__练习题 A__
提取文本中，麻州博彩官员限制大量购买的措施以什么为例？
__练习题 B__
请从提取文本中原样输出“##https://github.com/lamortenera/kfoots”与“functions in mvrpois.”之间的内容，首尾两处也包括在内。

1 介绍

彩票市场在中国内地甚至全球的市场占有份额日益增加,越来越多赌徒热爱购买彩票。今天僕尝试分析随机内地彩票—福彩3D为数据,分析是否可能从中获利。

美国马萨诸塞州 Cash Winfall 彩票有漏洞!文献中阐述:

Cash Winfall彩票有一条特殊的规则:当头奖达到200万美元而无人领取后,较小的奖项奖金金额将会变大,比如末奖能从5美元增加到几十美元。统计学家称,任何人只要购买10万美元以上的彩票就要保证盈利。因此每隔几个月,当头奖金额累积到200万美元后,由精明的赌徒组成的小团体就会短暂控制整个博彩,他们有的来自MIT,有的来自东北大学,训练有素,他们会投入数十万美元购买彩票,每次能获得几十万美元的收入,这些盈利还没有计算获得头奖的可能性。麻州的博彩官员正开始采取行动限制大量购买,比如每个彩票点每天只能出售5000美元的彩票…

1.1 环境设置

环境设置与读取程序包。

## Remove all objects (includes hidden objects).
rm(list = ls(all = TRUE))
options(warn = -1) #Do not display warning messages.

suppressPackageStartupMessages(library('BBmisc'))
pkgs <- c('devtools', 'knitr', 'kableExtra', 'rvest', 'plyr', 'dplyr', 'magrittr', 'stringr', 'lubridate', 'devtools', 'openxlsx', 'DT', 'mvtnorm', 'PoisNor', 'flexmix', 'poilog', 'kfoots', 'mvrpois', 'rstan', 'matrixStats')

##https://github.com/lamortenera/kfoots
#'@ suppressAll(library('kfoots')) ##Fit mixture model or a hidden markov model

suppressAll(lib(pkgs))
rm(pkgs)

## Modified or call hidden functions in mvrpois.
l_ply(dir(paste0(getwd(), '/function/')), function(funs) source(paste0(getwd(), '/function/', funs)))#, local = TRUE))

2 读取数据

福彩3D: 直选走势数据从2016158期2017158期,一共有360个观测数据。该福彩类型规则乃预测3个随机数字,从000至999。

## 
## http://baidu.lecai.com/lottery/draw/list/52?type=latest&num=100 ##要下载txt或xlsx文件,需要登入账户
#'@ read_html('http://sports.sina.com.cn/l/tubiao/3d_jibenzoushitu.html') %>% html('table_A')

__已存条目__
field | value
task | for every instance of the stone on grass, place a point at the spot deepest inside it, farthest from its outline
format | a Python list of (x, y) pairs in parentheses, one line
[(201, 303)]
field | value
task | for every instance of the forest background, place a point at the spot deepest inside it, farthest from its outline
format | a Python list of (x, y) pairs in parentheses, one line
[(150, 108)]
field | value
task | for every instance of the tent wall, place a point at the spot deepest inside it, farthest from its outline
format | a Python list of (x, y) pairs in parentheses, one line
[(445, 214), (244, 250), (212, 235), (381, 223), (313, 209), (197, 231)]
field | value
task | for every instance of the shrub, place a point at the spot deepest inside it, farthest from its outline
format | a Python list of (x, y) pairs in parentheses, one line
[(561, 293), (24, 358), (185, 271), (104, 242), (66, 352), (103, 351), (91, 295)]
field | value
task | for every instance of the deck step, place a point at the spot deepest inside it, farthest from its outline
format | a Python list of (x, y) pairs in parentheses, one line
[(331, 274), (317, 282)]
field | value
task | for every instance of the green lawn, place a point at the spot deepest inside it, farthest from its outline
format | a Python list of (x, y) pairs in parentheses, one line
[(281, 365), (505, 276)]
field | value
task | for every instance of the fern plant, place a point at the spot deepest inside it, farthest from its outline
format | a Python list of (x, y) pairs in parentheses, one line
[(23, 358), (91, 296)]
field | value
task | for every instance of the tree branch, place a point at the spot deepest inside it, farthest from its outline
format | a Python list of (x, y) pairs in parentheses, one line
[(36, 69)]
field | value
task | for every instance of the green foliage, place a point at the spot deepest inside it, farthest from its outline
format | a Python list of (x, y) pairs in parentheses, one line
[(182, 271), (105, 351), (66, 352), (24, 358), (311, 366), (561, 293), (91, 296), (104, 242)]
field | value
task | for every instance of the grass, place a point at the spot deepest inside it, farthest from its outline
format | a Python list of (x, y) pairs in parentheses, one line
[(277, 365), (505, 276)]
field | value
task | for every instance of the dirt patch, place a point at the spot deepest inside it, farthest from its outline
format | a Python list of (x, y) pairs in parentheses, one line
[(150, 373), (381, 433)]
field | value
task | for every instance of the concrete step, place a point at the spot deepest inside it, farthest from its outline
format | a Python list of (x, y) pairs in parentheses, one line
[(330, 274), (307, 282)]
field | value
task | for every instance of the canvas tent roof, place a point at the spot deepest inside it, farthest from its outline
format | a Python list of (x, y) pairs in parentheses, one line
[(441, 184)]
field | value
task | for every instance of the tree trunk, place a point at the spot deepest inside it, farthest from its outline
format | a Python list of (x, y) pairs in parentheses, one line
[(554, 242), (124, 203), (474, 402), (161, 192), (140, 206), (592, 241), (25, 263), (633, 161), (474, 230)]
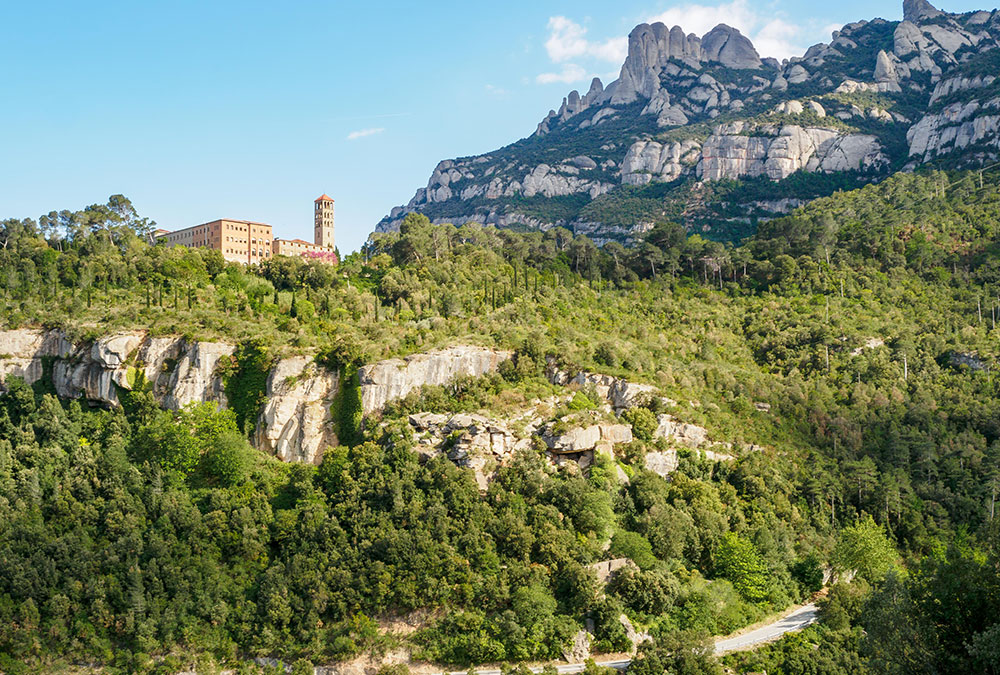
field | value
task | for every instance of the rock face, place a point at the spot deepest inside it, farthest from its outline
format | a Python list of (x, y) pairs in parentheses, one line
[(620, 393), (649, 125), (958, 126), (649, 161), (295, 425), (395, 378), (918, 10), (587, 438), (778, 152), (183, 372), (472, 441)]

__完整回答 A__
每个彩票点每天只能出售5000美元的彩票。

__完整回答 B__
##https://github.com/lamortenera/kfoots
#'@ suppressAll(library('kfoots')) ##Fit mixture model or a hidden markov model

suppressAll(lib(pkgs))
rm(pkgs)

## Modified or call hidden functions in mvrpois.